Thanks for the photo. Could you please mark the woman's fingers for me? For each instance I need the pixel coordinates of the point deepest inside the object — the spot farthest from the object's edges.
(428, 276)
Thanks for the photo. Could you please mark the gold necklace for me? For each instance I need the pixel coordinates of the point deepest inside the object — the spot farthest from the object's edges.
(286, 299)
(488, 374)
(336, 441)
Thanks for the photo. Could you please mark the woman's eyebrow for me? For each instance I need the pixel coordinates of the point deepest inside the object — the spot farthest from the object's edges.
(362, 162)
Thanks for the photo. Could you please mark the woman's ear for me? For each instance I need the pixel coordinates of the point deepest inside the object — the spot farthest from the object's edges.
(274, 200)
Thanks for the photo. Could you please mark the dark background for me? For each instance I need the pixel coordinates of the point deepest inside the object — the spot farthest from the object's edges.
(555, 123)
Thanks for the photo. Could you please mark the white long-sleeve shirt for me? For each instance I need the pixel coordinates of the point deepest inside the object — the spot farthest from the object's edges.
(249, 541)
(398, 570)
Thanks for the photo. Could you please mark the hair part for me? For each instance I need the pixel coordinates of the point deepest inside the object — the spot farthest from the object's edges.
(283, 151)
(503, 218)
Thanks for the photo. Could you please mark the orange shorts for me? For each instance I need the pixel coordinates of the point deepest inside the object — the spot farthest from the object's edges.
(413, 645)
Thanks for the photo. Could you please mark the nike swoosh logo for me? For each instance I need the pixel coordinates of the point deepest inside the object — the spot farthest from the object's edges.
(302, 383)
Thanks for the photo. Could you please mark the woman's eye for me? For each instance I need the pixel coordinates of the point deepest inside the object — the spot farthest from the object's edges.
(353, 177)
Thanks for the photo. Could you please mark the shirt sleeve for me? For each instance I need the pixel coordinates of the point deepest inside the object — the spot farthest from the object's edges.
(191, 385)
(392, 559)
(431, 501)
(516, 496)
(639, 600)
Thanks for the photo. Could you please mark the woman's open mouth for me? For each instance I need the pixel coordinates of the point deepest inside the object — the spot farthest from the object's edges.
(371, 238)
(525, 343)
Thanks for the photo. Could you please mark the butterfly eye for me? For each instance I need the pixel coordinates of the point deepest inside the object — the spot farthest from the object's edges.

* [Given request] Recast every one of the entries above as a JSON list of strings, with one string per line and no blank lines.

* [The answer]
[
  "Thanks for the photo. Could you please mark the woman's fingers for me? For each instance I need the pixel coordinates of the point deepest inside the object — the spot farthest from the object's edges.",
  "(428, 276)",
  "Thanks for the photo. Could you please mark the gold necklace for me? For each instance I need the pixel coordinates of the point deepest inside the object — the spot farthest from the object's edges.",
  "(286, 299)",
  "(488, 374)",
  "(336, 441)",
  "Thanks for the photo. Could you please mark the woman's eyebrow for me? For each instance I need the pixel coordinates of the point deepest inside the object — the spot farthest from the object's edges.",
  "(362, 162)",
  "Thanks for the photo. Could you please mark the woman's ear for me? For each instance I need the pixel coordinates of the point deepest inside the object — the spot farthest from the object's edges.",
  "(274, 200)",
  "Thanks for the photo. Could you please mark the dark background for me? For each instance I need the pixel coordinates of the point deepest inside the object — the spot farthest from the object's edges.",
  "(555, 123)",
  "Thanks for the photo. Could you please mark the white long-sleeve shirt for me? For each instance I need the pixel coordinates of the point deepest inside the object — the spot farthest from the object's edges.",
  "(249, 541)",
  "(398, 570)",
  "Thanks for the photo. Could you please mark the hair part for me? For each instance I need the pixel coordinates of the point deepest inside the object — the spot farthest from the object's edges.",
  "(283, 151)",
  "(503, 218)",
  "Thanks for the photo. Could you please mark the orange shorts for me? For each instance I need the pixel coordinates of the point deepest inside the object — the spot farthest from the object's edges.",
  "(413, 645)",
  "Thanks for the photo. Could you please mark the nike swoosh logo for me? For each instance I need the pixel coordinates of the point deepest inside the object — the spot farthest from the object's edges.",
  "(302, 383)",
  "Thanks for the photo. Could you please mark the woman's eye for me? For each instance I need the pixel coordinates of the point deepest inside the object — the spot farthest from the object's edges.",
  "(353, 177)",
  "Thanks for the photo. Could you please mark the shirt sleeve for me? For each instance I need the pixel coordinates of the point deepest inside the object — the spot farthest from the object's edges.",
  "(191, 385)",
  "(392, 559)",
  "(431, 501)",
  "(516, 496)",
  "(639, 600)",
  "Thanks for the photo. Could you please mark the woman's open mouth for me? For each instance I need the pixel coordinates of the point deepest inside the object — the spot farthest from the object's edges.",
  "(371, 238)",
  "(525, 343)",
  "Thanks for the photo. Could you please mark the butterfly eye for me? For each instance I need the pixel coordinates of the point deepest inside the object — the spot farthest from the object's edges."
]